[start of Source material]
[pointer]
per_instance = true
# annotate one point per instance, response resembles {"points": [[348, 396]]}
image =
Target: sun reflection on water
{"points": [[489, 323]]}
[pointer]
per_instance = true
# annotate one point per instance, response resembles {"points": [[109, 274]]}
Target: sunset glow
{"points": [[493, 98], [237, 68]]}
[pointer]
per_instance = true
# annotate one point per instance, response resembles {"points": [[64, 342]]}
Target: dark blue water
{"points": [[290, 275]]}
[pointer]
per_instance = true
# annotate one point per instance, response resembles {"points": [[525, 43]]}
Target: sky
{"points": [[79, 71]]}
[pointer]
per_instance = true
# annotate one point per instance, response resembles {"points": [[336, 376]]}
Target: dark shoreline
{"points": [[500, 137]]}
[end of Source material]
Directions:
Swap each "Target" in the material above for "Label" and reproduce all the lines with nothing else altered.

Task response:
[pointer]
per_instance = true
# annotate one point per instance, response resembles {"points": [[348, 396]]}
image =
Label: sun reflection on water
{"points": [[489, 323]]}
[pointer]
per_instance = true
# annotate one point per instance, response resembles {"points": [[109, 274]]}
Label: sunset glow
{"points": [[493, 98], [237, 68]]}
[pointer]
per_instance = true
# annotate one point per instance, response resembles {"points": [[64, 342]]}
Label: dark blue water
{"points": [[290, 275]]}
[pointer]
per_instance = true
# annotate one point per instance, response resembles {"points": [[525, 43]]}
Label: sky
{"points": [[79, 71]]}
[pointer]
per_instance = true
# annotate one point per instance, response resembles {"points": [[336, 376]]}
Label: dark shoreline
{"points": [[500, 137]]}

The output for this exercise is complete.